**TEXTO DE LEITURA**
* * * *
Terça-feira, 07 De Dezembro,2010

Milagrário Pessoal

Podemos ler Milagrário Pessoal, de José Eduardo Agualusa, como ensaio em fato de romance sobre a língua portuguesa, história de amor senil (o dos velhos é o verdadeiro amor senil) ou louvor das palavras de que se fazem as línguas. “Palavras fazem misérias / inclusive músicas”, cantou (ou assobiou) o poeta-pássaro Manoel de Barros, a quem o novo romance de José Eduardo Agualusa muito deve. As palavras têm poder, as palavras são poder. Neste romance, a associação entre palavras e magia é frequente: dos povos que ainda acreditam na sua natureza mágica (p. 72) aos poetas que tentam devolver às palavras o “seu brilho antigo”, a sua magia (p. 88). O realismo mágico, que também há por aqui, é consequência da magia do verbo. As palavras e as línguas não são apenas razão, logos, têm uma carga telúrica, são a topografia verbal de um povo, ideia expressa na profecia segundo a qual os angolanos haveriam de falar “um português próspero, redondo e musical”, onde se ouviria o largo rumor do Cuanza [...], o colorido piar de suas muitas aves, o silvo do vento soprando húmido por entre o capinzal.” (p. 33).

 

Palavras também são poder, política no sentido mais lato. Podem significar insubmissão, como no caso do timorense que declamava sonetos de Camões. Podem siginificar afirmação nacionalista, como no caso das elites brasileiras que passaram a utilizar apelidos de origem tupi. Podem significar subversão, como o colonizado que pretende colonizar a língua do colonizador para assim o dominar.
* * * *
**TAREFAS DO EXERCÍCIO**
**1)** Na resenha sobre Milagrário Pessoal, a qual poeta o novo romance de José Eduardo Agualusa muito deve?
**2)** Dê continuidade à resenha sobre Milagrário Pessoal a partir da última frase apresentada.
* * * *
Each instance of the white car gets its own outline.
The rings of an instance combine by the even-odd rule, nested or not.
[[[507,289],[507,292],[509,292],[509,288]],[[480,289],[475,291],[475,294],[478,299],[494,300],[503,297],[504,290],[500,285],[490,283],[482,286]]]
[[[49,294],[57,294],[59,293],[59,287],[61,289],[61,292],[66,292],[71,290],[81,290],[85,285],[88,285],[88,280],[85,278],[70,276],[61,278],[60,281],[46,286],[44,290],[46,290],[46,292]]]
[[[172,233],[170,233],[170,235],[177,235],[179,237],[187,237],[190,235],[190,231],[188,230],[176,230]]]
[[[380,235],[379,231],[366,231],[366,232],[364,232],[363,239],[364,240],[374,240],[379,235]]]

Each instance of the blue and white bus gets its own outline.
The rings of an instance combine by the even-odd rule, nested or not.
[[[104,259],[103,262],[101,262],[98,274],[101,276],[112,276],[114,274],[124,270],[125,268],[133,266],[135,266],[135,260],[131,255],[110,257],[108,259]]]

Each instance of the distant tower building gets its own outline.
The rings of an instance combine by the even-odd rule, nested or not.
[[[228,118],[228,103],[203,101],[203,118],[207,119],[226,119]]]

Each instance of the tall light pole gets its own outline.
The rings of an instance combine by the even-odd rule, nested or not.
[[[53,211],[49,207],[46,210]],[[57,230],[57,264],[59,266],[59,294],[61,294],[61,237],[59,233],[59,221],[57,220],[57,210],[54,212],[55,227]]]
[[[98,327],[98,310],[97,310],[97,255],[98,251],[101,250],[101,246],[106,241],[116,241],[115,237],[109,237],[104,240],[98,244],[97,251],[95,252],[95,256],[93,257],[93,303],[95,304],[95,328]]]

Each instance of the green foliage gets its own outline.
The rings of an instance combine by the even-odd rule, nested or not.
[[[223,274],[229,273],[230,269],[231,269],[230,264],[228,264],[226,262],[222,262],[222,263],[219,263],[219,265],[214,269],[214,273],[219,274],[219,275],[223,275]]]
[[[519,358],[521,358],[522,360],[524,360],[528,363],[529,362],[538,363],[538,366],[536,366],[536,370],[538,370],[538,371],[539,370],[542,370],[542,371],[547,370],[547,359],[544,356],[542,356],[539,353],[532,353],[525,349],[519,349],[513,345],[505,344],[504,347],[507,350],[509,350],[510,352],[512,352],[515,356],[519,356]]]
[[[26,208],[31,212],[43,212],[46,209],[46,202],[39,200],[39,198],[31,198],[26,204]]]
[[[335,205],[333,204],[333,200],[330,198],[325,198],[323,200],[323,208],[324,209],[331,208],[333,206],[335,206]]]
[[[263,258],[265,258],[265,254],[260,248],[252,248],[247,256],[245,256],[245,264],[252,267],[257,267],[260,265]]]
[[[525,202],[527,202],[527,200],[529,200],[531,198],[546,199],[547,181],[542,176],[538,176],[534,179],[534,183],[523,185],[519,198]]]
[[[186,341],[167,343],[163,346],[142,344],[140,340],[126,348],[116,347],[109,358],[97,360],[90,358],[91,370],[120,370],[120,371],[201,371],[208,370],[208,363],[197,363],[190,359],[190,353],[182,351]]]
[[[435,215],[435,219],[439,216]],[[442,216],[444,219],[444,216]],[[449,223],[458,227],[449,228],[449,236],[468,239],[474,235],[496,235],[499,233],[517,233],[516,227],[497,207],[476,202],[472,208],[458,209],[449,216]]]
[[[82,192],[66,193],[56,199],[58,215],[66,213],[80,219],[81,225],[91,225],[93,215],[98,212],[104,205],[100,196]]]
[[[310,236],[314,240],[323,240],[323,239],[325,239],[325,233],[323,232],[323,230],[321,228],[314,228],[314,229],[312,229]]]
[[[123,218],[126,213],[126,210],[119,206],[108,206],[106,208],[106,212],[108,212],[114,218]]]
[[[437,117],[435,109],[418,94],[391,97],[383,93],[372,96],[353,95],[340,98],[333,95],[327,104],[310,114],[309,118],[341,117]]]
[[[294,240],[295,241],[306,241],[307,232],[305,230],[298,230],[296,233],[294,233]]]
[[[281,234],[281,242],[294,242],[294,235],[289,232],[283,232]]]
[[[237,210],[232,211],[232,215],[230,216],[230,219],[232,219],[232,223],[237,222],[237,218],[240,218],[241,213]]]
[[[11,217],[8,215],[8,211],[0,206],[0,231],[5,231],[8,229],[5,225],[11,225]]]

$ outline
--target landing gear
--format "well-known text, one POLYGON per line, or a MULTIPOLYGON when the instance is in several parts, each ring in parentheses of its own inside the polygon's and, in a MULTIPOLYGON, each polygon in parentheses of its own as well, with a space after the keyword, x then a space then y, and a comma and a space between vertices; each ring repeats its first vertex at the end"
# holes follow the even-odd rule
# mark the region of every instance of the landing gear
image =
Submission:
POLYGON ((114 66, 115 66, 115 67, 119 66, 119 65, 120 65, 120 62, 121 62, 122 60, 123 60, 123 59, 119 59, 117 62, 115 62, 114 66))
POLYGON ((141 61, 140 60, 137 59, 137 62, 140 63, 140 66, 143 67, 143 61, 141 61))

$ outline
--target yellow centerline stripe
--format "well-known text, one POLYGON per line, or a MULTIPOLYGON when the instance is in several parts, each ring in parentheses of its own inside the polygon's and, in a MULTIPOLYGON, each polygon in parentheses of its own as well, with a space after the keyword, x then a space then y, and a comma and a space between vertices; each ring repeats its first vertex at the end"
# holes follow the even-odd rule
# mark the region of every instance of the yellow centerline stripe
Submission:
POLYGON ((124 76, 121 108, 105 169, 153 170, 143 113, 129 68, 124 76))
* * * *
**RESULTADOS FINAIS**
**1)** Manoel de Barros, chamado na resenha de poeta-pássaro.

**2)**
 

As palavras estão no centro da intriga. Iara é uma linguista que estuda o aparecimento de neologismos na língua portuguesa para os dicionarizar. Quando, numa única semana, surgem vinte e três neologismos em várias publicações, pede auxílio a um ex-professor - o narrador do livro - um octogenário anarquista angolano. Os dois lançam-se numa busca quase danbrownesca e com uma pitada de O Pêndulo de Foucault, que os leva de Lisboa a Olinda. Uma trama que serve para vestir o fato de romance ao material ensaístico (ver o décimo primeiro capítulo) e que, dada a sua natureza flexível, permite a Agualusa o já habitual exercício em vários registos do idioma (segundo e quarto capítulos como os melhores exemplos).

 

Com a atenção que dedica aos neologismos, Milagrário Pessoal é veículo para a ideia da língua enquanto ser de uma inteligência orgânica que rejeita as palavras que o adoecem e assimila as que o retemperam. Como se à língua não se pudessem impor palavras, como se estas apenas estivessem à espera de quem as colhesse. O livro homenageia alguns dos colectores subversivos – porque a mais radical das subversões é “a de melhorar uma civilização sofisticando o seu idioma” (p. 22) – da língua portuguesa: Guimarães Rosa, Manoel de Barros, Luandino Vieira e Mia Couto. Agualusa não se junta ao bando como companheiro de viagem, optando por guardar a distância defensiva do ornitólogo que observa os poetas-pássaro em acção. O autor agradece-lhes a afinação da ferramenta com que constrói os seus romances. Um utensílio que é também, e cada vez mais, o tema central da obra de Agualusa.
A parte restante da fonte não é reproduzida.